Zweite Welle: Viele Corona-Fälle im November
In einem Altersheim ist der Tod immer gegenwärtig. Doch so etwas wie die zweite Corona-Welle hat Doris James noch nicht erlebt. Den 30. November vergesse sie ihr Leben lang nicht, sagt die Heimleiterin: der Tag der ersten Reihentestung und auch der Tag, als im Spätdienst ein Mann aus dem Landratsamt anrief. "Ich dachte nur: Oh nein, jetzt hat uns die Welle endgültig erreicht."
Nach und nach ging der Mitarbeiter mit James die Liste der Senioren durch. Schon vorher hatte sie Schnelltests machen und jene mit positiven Ergebnissen isolieren lassen. Doch nun wurden die positiv Getesteten immer mehr. Die Isolationsstation war schnell überfüllt, alle mussten auf ihren Zimmern bleiben. Nicht mal das Personal durfte sich mischen, erinnert sich James. Im November und Dezember 2020 seien dann nicht mehr Bewohnerinnen und Bewohner gestorben als in den Jahren zuvor. "Aber geballter. Mehrere an einem Tag."
Auch Elisabeth, die Freundin, mit der Erna Kunkel so gerne spazieren ging, überlebte die zweite Welle nicht. "Das war fürchterlich für mich", sagt die 82-Jährige.
Wie hält man da durch? Wie bewahrt man da seinen Lebenswillen?
Im Nachtdienst ein Haarschnitt für die, die nicht schlafen konnten
"Also an Nervennahrung hat es uns nicht gefehlt", sagt Kirsten Schwab. Der Zusammenhalt in der Belegschaft sei toll gewesen. Die kleinen Dinge seien es auch gewesen, die den Zusammenhalt unter den Bewohnern stärkte. Eine Kollegin aus dem Nachtdienst sei gelernte Frisörin und schnitt den Bewohnern, die nicht schlafen konnten, die Haare. "Bei den Männern konnte man schon fast Zöpfe flechten." Eine andere Kollegin hatte Fußpflege gelernt und kümmerte sich dann darum.
Während der drei Wellen hatte das Kreisseniorenzentrum außerdem dazu aufgerufen, doch Briefe an die Bewohner zu schreiben. Bis aus den USA seien sie gekommen, sagt Doris James. "An jedem Bett sind dann zwei, drei davon gehangen." Und irgendwann waren dann auch wieder Familienbesuche erlaubt: "Ein wenig wie im Gefängnis", sagt Kirsten Schwab. Gespräche nur hinter Scheiben und per Telefon - aber immerhin.

AUFGABEN |
(a) An welchem Tag fand laut dem Textauszug über die zweite Corona-Welle die erste Reihentestung im Altersheim statt?
(b) Schreiben Sie den Textauszug von „Im Nachtdienst ein“ bis einschließlich „sich dann darum.“ wortgetreu ab.
Für die Aufgaben zum Textauszug sind die Datensätze ohne Bedeutung.

DATENSÄTZE |
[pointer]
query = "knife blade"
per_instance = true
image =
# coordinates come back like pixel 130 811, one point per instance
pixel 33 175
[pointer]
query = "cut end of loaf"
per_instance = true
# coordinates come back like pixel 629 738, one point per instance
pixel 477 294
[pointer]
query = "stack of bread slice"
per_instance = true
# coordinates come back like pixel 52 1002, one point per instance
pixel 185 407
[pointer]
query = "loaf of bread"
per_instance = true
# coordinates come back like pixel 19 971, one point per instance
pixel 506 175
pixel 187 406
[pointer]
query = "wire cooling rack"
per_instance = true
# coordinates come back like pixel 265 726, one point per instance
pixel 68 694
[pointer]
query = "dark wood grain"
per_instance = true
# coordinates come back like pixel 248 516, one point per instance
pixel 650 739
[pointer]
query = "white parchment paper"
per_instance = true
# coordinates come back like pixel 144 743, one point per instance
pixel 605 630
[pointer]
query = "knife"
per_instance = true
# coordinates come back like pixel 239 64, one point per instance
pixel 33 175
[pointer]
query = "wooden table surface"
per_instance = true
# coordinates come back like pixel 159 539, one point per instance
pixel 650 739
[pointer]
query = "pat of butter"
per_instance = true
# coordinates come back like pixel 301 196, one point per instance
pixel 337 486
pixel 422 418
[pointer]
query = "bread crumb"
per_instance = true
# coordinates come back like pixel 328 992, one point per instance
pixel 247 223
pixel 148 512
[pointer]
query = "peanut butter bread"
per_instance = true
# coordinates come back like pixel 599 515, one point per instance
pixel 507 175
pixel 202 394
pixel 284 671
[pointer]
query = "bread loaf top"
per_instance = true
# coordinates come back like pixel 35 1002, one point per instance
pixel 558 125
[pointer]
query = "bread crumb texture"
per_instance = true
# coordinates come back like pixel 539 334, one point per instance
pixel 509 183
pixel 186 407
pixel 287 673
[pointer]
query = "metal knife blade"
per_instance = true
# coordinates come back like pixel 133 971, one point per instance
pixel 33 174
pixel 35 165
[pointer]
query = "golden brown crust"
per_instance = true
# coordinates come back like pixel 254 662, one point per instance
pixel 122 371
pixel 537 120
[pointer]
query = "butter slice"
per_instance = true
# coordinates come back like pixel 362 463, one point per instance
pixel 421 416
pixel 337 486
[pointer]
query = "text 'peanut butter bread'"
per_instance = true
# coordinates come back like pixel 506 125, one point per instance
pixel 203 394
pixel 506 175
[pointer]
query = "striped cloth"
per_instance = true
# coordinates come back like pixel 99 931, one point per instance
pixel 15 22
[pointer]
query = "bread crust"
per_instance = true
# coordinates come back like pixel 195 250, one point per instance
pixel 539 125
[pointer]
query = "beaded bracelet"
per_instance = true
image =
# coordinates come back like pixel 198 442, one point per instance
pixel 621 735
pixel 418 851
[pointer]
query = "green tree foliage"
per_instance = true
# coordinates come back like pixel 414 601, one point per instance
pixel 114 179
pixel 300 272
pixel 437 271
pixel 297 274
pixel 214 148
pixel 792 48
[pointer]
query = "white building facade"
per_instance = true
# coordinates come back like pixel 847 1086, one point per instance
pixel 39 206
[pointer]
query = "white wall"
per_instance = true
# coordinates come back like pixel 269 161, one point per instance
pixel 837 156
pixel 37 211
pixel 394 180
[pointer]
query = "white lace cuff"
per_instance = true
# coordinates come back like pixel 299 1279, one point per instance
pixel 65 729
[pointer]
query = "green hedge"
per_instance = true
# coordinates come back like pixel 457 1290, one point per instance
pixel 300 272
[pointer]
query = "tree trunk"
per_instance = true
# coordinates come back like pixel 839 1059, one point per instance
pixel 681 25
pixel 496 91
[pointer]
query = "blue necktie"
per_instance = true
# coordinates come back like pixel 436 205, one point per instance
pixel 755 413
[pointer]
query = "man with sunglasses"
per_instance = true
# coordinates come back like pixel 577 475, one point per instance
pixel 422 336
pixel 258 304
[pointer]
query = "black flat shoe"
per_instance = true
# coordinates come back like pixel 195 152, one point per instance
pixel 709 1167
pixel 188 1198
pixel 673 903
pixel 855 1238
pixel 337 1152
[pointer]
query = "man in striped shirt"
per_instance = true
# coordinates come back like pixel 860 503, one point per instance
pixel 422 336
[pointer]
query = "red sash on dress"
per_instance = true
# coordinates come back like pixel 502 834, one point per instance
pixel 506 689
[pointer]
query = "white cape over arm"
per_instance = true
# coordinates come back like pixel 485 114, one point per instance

IHRE ANTWORTEN |
(a) Am 30. November.

(b)
Im Nachtdienst ein Haarschnitt für die, die nicht schlafen konnten
"Also an Nervennahrung hat es uns nicht gefehlt", sagt Kirsten Schwab. Der Zusammenhalt in der Belegschaft sei toll gewesen. Die kleinen Dinge seien es auch gewesen, die den Zusammenhalt unter den Bewohnern stärkte. Eine Kollegin aus dem Nachtdienst sei gelernte Frisörin und schnitt den Bewohnern, die nicht schlafen konnten, die Haare. "Bei den Männern konnte man schon fast Zöpfe flechten." Eine andere Kollegin hatte Fußpflege gelernt und kümmerte sich dann darum.